Tasks -
[1] Output the portion of the passage on bipolar disorder and weather starting with "To date, it" and going on through "Is It Seasonal?", word for word.
[2] Pick up the passage on bipolar disorder and weather after its final sentence and continue it in the same formal style.

--- Selected excerpt Enclosed Below ---

People with bipolar disorder often suffer changes in mood that can be unrelated to anything going on in their lives. Research has shown that sometimes, however, a change in bipolar phases may be related to certain triggers, stress being a primary one for many.
But what about the weather? Can sunshine trigger a change in a person’s bipolar manic phase? Can rainy or cold weather trigger a depression phase?
To date, it is not yet clear what causes the change in a person’s bipolar disorder, switching from mania to depression or vice-a-versa. It is known that medications such as lithium can help attenuate or prevent these changes from occurring altogether.
Bipolar & Sunshine: Is It Seasonal?
The idea that changes in the seasons or weather might play an important role in inducing a manic or hypomanic episode in bipolar disorder can be traced back to Myers & Davies’ study from 1978 that examined hospital admissions due to mania and found a peak of mania episodes in summer and a nadir in winter. These same researchers also found a correlation between mania episodes and temperature in the month in question as well as the mean length of the day and mean daily hours of sunshine in the month before.

--- End of Enclosed Selected excerpt ---
--- Records supplied Enclosed Below ---

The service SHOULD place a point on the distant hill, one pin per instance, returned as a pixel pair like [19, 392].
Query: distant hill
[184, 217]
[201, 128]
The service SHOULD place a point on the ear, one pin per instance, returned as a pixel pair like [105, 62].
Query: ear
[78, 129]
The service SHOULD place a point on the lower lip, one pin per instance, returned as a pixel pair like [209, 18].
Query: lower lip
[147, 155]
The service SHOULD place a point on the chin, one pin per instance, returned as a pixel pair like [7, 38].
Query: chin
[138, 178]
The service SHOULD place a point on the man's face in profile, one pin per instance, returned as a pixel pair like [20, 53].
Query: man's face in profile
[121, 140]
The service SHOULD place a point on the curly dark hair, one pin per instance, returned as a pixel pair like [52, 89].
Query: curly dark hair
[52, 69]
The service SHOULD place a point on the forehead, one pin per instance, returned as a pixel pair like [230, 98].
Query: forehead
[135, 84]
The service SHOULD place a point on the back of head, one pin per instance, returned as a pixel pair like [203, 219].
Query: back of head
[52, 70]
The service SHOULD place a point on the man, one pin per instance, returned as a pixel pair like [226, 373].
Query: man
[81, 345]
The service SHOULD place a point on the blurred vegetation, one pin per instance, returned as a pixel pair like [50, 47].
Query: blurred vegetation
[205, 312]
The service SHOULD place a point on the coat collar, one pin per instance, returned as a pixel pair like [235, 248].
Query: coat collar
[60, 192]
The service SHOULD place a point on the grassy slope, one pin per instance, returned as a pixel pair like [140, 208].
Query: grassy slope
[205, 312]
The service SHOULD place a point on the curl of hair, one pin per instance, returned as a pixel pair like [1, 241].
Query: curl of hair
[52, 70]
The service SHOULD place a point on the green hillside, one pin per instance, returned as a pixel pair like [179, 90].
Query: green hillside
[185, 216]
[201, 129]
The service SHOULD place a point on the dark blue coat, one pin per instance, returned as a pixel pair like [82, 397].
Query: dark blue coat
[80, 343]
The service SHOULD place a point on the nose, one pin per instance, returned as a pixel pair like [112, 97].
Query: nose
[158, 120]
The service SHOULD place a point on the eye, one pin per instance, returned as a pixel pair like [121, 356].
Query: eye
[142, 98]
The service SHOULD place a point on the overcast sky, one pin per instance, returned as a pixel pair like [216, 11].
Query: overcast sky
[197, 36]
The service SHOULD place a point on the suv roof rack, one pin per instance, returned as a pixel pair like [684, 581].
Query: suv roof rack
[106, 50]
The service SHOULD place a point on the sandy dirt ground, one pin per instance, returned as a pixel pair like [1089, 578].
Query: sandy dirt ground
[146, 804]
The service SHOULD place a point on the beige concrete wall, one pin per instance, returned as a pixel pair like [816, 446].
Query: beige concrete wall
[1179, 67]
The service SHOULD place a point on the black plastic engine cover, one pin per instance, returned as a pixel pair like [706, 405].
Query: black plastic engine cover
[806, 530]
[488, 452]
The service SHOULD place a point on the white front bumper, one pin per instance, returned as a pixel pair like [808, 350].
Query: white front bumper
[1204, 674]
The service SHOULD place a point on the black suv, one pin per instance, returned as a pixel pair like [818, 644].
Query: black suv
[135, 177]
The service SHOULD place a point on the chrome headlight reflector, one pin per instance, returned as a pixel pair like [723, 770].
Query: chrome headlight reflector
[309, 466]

--- End of Enclosed Records supplied ---

Responses in order -
[1]
To date, it is not yet clear what causes the change in a person’s bipolar disorder, switching from mania to depression or vice-a-versa. It is known that medications such as lithium can help attenuate or prevent these changes from occurring altogether.
Bipolar & Sunshine: Is It Seasonal?

[2]
Some researchers have examined the correlation between a person with bipolar disorder’s change into a manic or hypomanic phase and the season of the year. Dominiak et al. (2015), for instance, found in their study of 2,837 hospital admissions, most mania admissions were noted in the spring and summer months, as well as in midwinter. These same researchers found that in late spring and winter a person was more likely to be admitted to the hospital for a mixed episode. And depression episodes were most likely to be seen in the spring and autumn months.
They went on to conclude:
The association between frequency of admissions and monthly hours of sunshine was observed in some age and sex subgroups of patients with bipolar disorder and single depressive episode.
The results support the seasonality of admissions of patients with affective disorders
These researchers weren’t alone in finding this correlation between sunshine and bipolar disorder’s manic phase. Newer researcher from Medici et al. (2016) also found evidence to support a connection between sunshine and the manic phase of bipolar disorder. Their large-scale study examined a whopping 24,313 hospital admissions of people with mania in Denmark from 1995 to 2012.
“There was a seasonal pattern with admission rates peaking in summer,” the researchers wrote. “Higher admission rates were associated with more sunshine, more ultraviolet radiation, higher temperature and less snow, but were unassociated with rainfall.”
Korean researchers Lee et al. (2002) found a similar correlation in 152 patients with bipolar disorder who were admitted into two hospitals in Seoul, South Korea: “The mean monthly hours of sunshine and sunlight radiation correlated significantly with manic episodes.”
A flawed 2008 study (Christensen et al.) couldn’t find an association between their 56 subjects and climate data (such as hours of sunshine, temperatures, rainfall, etc.). But the study’s small size meant they really didn’t have enough manic episodes to track, and so the researchers ended up using other measures (a mania rating scale, for instance) to act as a stand-in for actual mania. This makes the results of this study difficult to compare to other studies.
Does the Weather Cause Mania in Bipolar Disorder?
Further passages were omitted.